** Task to carry out **
Write out the records below again, switching "even-odd" to "nonzero" everywhere it appears and leaving everything else the same.

** Entries provided **
— START —
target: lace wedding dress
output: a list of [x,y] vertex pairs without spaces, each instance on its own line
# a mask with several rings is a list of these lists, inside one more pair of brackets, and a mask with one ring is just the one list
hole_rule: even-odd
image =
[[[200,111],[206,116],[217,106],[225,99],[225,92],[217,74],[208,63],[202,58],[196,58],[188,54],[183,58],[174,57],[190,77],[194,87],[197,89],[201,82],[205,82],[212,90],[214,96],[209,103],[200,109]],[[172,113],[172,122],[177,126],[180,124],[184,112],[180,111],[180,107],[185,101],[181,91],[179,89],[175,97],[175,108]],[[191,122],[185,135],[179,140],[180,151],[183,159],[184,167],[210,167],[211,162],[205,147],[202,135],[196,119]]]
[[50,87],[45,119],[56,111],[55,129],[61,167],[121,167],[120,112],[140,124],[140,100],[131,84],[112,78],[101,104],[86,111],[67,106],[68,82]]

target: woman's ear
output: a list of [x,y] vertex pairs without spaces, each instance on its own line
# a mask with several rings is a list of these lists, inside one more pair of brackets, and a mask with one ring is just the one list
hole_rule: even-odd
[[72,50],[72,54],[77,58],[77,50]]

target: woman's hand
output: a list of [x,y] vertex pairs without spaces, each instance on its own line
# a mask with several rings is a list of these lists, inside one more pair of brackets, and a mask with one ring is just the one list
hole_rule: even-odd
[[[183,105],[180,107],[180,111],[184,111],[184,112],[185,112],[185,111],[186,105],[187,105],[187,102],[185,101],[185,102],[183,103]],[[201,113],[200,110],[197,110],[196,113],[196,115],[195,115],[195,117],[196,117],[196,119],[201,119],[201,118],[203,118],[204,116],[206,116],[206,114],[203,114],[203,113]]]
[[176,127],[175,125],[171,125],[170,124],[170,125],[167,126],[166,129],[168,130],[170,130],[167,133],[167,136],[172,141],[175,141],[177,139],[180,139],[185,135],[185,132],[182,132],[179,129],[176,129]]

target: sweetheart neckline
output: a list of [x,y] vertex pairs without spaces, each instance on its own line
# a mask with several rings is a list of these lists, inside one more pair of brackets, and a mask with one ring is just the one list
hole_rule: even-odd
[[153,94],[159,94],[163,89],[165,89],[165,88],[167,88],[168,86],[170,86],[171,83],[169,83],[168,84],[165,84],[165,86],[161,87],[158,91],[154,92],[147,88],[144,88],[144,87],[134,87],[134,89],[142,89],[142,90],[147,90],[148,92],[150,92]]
— END —
** Answer to this exercise **
target: lace wedding dress
output: a list of [x,y] vertex pairs without spaces, each instance on its own line
# a mask with several rings is a list of these lists, inside one more pair of brackets, and a mask with one ring is just the one list
hole_rule: nonzero
image =
[[[200,111],[206,116],[217,106],[225,99],[225,92],[217,74],[208,63],[202,58],[196,58],[188,54],[183,58],[174,57],[190,77],[194,87],[197,89],[201,82],[205,82],[212,90],[214,96],[209,103],[200,109]],[[172,113],[172,122],[177,126],[180,124],[184,112],[180,111],[180,107],[185,101],[181,91],[179,89],[175,97],[175,108]],[[191,122],[185,135],[179,140],[180,151],[183,159],[184,167],[210,167],[211,162],[205,147],[202,135],[196,119]]]
[[50,87],[45,119],[56,111],[55,129],[61,167],[121,167],[120,112],[140,124],[140,100],[131,84],[112,78],[101,104],[86,111],[67,106],[68,82]]

target: woman's ear
output: a list of [x,y] vertex pairs without spaces, each instance on its own line
# a mask with several rings is a list of these lists, inside one more pair of brackets, and a mask with one ring is just the one list
hole_rule: nonzero
[[72,50],[72,54],[77,58],[77,50]]

target: woman's hand
output: a list of [x,y] vertex pairs without spaces, each instance on its own line
# a mask with several rings is a list of these lists, inside one more pair of brackets, and a mask with one ring is just the one list
hole_rule: nonzero
[[[183,105],[180,107],[180,111],[184,111],[184,112],[185,112],[185,111],[186,105],[187,105],[187,102],[185,101],[185,102],[183,103]],[[201,113],[200,110],[197,110],[196,113],[196,115],[195,115],[195,117],[196,117],[196,119],[201,119],[201,118],[203,118],[204,116],[206,116],[206,114],[203,114],[203,113]]]
[[176,127],[175,125],[171,125],[170,124],[170,125],[167,126],[166,129],[168,130],[170,130],[167,133],[167,136],[172,141],[175,141],[177,139],[180,139],[185,135],[185,132],[182,132],[179,129],[176,129]]

target: sweetheart neckline
output: a list of [x,y] vertex pairs without spaces, each instance on its own line
# a mask with several rings is a list of these lists, inside one more pair of brackets, and a mask with one ring is just the one list
hole_rule: nonzero
[[153,94],[159,94],[163,89],[165,89],[165,88],[167,88],[168,86],[170,86],[171,83],[169,83],[168,84],[165,84],[165,86],[161,87],[158,91],[154,92],[147,88],[144,88],[144,87],[134,87],[134,89],[142,89],[142,90],[147,90],[148,92],[150,92]]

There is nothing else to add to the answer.